**** Belge Alıntısı ****

DEVLETLER HUKUKUNA MÜSLÜMANLARIN HİZMETİ

Şer’î hukuk dünyayı dârülislâm ve dârülharb olarak iki kısma ayırır. Her birinin hükmü başkadır.
8 Kasım 2021 Pazartesi
8.11.2021

 

Milletlerarası hukukun teşekkülü, yani devletlerin birbirleriyle münasebetlerinde riayet etmeleri icap eden kaidelerin konulması kolay olmamıştır. Çünki bunlar, menfaat ve güç üzerine kuruludur. Kaideyi kim nasıl tatbik edecektir? Hollandalı hukukçu Hugo Grotius’un 1625’te basılan de Jure Belli ac Pacis (Harb ve Sulh) kitabı, milletler üstü bir hukuk kurma çabalarının temeli sayılır.

Halbuki dünyada bu sahada bilinen ilk eser müslümanlar tarafından daha VIII. asırda yazılmıştır. İmam Ebu Hanife’nin talebesi Muhammed Şeybânî’ye ait es-Siyerü’l-Kebîr adlı eser, Sultan II. Mahmud zamanında, yeni kurulan ordunun mensuplarının okuması için Türkçe’ye de tercüme olunup bastırılmıştı.

****

◆ Çalışma Görevi 1:
Devletler hukuku metninde "8 Kasım 2021" sözleriyle başlayıp "tercüme olunup bastırılmıştı." sözlerine kadar inen kısmın tamamını hiç değiştirmeden yazın.
◆ Çalışma Görevi 2:
Devletler hukuku metnine göre es-Siyerü'l-Kebîr adlı eser kime aittir?

**** Kaynak Malzeme ****

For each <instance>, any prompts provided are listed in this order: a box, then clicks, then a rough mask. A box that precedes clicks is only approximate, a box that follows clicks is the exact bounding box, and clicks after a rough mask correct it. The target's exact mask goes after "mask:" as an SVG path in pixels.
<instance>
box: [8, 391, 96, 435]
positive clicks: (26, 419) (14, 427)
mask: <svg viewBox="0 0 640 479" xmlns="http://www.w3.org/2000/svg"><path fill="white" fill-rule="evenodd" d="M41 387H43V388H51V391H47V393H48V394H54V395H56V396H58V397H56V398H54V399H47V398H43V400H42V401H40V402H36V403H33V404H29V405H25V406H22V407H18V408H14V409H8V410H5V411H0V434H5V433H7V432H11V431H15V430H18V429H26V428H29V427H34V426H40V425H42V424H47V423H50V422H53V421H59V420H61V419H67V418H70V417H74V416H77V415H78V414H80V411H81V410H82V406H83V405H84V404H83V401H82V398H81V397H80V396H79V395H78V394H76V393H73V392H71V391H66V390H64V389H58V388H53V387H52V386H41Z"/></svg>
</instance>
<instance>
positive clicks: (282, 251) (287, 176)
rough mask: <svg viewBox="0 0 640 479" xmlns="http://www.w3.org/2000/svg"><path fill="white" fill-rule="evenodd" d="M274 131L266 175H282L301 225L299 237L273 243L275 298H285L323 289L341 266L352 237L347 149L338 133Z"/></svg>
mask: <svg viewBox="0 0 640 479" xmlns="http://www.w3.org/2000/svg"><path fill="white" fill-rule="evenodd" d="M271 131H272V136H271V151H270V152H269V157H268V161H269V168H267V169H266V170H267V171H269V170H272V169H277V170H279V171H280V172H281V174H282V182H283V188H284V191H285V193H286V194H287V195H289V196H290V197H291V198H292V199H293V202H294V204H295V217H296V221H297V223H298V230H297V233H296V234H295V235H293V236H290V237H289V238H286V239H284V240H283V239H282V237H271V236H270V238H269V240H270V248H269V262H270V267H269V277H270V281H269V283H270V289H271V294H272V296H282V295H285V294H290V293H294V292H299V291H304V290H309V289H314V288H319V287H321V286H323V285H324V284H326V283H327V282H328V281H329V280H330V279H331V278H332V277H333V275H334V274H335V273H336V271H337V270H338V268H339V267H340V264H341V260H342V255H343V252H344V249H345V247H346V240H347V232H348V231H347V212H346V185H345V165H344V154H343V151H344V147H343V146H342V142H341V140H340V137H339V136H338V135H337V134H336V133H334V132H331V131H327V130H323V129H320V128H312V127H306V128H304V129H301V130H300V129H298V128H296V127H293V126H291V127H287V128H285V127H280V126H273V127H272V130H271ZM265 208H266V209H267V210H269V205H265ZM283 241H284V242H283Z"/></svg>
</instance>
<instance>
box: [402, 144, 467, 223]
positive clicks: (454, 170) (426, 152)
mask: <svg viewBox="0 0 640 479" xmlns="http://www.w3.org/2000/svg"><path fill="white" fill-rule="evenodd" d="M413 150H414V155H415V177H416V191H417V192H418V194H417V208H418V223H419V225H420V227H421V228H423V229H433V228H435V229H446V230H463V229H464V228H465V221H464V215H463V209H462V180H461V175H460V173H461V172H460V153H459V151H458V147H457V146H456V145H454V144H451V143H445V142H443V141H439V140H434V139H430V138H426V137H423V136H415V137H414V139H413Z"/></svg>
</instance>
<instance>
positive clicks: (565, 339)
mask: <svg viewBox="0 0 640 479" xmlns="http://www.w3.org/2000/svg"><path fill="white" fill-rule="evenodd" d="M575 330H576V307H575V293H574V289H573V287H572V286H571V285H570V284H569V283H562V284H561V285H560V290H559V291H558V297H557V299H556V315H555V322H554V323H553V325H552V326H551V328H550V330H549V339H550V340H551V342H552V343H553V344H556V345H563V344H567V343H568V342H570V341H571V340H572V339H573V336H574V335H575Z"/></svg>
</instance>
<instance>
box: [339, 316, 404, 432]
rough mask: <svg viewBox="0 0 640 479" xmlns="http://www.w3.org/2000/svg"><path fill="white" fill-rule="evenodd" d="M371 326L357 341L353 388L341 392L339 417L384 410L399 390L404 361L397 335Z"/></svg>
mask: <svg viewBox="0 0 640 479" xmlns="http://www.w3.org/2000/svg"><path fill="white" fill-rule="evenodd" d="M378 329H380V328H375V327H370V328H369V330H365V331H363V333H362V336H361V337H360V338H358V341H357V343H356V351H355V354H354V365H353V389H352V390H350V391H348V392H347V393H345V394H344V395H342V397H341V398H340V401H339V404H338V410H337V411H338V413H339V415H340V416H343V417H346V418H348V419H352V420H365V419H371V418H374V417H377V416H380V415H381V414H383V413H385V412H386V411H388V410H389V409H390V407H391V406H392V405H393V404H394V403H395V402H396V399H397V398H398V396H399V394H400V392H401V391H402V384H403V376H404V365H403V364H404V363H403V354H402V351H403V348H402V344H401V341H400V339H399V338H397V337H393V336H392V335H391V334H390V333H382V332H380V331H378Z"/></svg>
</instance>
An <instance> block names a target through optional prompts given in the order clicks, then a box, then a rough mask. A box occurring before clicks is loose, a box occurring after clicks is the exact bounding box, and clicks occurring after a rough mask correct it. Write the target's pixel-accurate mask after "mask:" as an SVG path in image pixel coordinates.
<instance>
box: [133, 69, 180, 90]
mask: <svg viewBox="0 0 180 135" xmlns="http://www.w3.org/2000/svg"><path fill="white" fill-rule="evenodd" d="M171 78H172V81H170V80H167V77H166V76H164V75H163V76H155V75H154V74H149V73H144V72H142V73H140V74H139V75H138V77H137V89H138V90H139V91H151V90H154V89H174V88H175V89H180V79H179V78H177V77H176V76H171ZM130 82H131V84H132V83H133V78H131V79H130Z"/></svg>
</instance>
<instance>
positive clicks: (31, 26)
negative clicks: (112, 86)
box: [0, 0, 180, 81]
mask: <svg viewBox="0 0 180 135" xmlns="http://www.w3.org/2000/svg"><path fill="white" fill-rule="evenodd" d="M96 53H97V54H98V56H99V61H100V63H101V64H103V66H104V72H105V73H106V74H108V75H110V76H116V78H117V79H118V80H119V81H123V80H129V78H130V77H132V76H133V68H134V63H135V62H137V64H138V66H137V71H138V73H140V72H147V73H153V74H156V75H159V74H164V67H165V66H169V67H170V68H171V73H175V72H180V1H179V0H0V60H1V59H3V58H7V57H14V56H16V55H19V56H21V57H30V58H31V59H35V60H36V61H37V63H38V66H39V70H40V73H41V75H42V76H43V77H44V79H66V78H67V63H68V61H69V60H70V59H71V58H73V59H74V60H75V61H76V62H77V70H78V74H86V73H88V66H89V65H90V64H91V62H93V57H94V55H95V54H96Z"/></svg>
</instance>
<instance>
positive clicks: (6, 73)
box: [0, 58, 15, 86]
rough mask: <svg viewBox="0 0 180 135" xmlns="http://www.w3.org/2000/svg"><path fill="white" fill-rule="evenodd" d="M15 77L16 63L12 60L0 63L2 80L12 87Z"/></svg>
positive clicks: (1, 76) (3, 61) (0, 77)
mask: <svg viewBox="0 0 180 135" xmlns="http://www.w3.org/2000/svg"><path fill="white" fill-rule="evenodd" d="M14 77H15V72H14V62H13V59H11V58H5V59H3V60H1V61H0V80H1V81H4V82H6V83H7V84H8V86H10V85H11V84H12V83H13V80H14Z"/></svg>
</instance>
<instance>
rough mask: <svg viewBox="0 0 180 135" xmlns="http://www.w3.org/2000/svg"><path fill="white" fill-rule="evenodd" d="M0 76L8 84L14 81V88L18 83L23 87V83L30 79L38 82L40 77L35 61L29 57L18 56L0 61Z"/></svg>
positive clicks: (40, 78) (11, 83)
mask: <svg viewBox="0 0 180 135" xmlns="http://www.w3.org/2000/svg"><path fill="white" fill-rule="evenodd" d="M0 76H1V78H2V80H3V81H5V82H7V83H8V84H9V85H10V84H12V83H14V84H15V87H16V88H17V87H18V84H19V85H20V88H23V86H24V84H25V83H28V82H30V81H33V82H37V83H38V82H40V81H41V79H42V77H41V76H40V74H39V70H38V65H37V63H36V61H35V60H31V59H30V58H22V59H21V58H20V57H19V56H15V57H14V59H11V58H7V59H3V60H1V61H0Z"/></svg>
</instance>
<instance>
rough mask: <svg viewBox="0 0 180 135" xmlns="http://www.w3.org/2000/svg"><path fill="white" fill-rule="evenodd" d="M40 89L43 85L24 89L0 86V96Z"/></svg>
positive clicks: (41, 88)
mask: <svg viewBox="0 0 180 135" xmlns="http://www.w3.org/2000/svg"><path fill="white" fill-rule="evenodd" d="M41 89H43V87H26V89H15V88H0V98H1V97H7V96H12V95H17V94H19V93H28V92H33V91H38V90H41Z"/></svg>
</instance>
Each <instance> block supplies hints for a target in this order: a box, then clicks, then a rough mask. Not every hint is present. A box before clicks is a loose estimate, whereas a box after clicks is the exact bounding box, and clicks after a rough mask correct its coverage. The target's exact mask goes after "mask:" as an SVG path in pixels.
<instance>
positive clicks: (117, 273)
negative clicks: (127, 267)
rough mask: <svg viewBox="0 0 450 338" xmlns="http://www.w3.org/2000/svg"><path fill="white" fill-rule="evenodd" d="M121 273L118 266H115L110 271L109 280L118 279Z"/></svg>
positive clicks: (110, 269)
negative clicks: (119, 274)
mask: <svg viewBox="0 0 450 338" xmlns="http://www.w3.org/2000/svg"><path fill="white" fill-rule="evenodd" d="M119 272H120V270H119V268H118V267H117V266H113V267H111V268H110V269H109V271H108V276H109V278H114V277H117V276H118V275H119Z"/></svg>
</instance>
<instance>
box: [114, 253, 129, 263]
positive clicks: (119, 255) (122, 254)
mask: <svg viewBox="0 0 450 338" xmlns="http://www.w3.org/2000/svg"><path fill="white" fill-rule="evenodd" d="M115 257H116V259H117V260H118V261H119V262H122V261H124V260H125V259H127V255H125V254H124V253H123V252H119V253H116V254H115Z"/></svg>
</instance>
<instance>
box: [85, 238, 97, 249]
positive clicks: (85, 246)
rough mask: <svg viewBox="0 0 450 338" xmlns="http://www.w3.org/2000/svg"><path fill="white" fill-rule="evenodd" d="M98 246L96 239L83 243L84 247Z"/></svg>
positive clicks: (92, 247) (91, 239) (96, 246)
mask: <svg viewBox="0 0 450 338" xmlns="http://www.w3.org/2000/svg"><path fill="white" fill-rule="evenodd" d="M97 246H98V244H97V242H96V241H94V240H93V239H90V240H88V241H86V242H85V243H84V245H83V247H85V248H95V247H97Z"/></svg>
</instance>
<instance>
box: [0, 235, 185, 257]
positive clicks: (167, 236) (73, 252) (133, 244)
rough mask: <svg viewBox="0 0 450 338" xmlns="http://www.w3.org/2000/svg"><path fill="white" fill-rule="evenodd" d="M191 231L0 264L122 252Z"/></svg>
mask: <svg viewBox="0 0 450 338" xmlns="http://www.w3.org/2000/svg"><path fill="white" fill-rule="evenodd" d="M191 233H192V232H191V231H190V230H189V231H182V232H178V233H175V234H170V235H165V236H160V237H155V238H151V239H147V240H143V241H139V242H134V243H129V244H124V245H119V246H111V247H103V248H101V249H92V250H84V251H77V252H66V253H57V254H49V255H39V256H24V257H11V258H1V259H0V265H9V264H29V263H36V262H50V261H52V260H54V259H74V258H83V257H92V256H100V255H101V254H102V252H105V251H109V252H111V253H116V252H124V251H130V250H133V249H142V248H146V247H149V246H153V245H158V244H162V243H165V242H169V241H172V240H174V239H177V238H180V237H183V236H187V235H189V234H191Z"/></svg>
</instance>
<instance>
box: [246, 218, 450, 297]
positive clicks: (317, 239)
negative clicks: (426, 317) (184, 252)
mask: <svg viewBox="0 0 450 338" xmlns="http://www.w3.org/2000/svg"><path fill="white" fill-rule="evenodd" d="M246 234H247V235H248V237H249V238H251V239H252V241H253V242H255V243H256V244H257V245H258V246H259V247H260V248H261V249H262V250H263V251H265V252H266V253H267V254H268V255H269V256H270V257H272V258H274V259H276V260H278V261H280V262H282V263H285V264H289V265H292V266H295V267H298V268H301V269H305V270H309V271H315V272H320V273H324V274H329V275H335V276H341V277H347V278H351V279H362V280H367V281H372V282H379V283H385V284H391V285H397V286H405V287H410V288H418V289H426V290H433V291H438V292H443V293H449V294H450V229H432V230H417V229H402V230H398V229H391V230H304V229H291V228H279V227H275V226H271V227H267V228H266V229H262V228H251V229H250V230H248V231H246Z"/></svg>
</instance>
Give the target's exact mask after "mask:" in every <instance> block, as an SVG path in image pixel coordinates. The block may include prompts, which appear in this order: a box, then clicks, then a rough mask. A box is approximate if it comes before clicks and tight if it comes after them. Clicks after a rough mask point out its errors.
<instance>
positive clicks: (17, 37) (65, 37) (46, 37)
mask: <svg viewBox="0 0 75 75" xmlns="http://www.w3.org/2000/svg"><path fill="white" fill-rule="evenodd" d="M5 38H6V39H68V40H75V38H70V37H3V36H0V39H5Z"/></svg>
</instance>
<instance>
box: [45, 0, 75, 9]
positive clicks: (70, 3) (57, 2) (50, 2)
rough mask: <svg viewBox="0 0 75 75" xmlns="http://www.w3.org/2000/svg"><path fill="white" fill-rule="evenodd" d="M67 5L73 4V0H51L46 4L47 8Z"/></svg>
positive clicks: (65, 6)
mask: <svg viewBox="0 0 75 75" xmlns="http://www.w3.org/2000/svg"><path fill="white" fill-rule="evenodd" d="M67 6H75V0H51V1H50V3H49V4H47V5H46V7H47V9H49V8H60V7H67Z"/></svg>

****

◆ Cevap Kutusu 1:
8 Kasım 2021 Pazartesi
8.11.2021

 

Milletlerarası hukukun teşekkülü, yani devletlerin birbirleriyle münasebetlerinde riayet etmeleri icap eden kaidelerin konulması kolay olmamıştır. Çünki bunlar, menfaat ve güç üzerine kuruludur. Kaideyi kim nasıl tatbik edecektir? Hollandalı hukukçu Hugo Grotius’un 1625’te basılan de Jure Belli ac Pacis (Harb ve Sulh) kitabı, milletler üstü bir hukuk kurma çabalarının temeli sayılır.

Halbuki dünyada bu sahada bilinen ilk eser müslümanlar tarafından daha VIII. asırda yazılmıştır. İmam Ebu Hanife’nin talebesi Muhammed Şeybânî’ye ait es-Siyerü’l-Kebîr adlı eser, Sultan II. Mahmud zamanında, yeni kurulan ordunun mensuplarının okuması için Türkçe’ye de tercüme olunup bastırılmıştı.

◆ Cevap Kutusu 2:
Eser, İmam Ebu Hanife'nin talebesi Muhammed Şeybânî'ye aittir.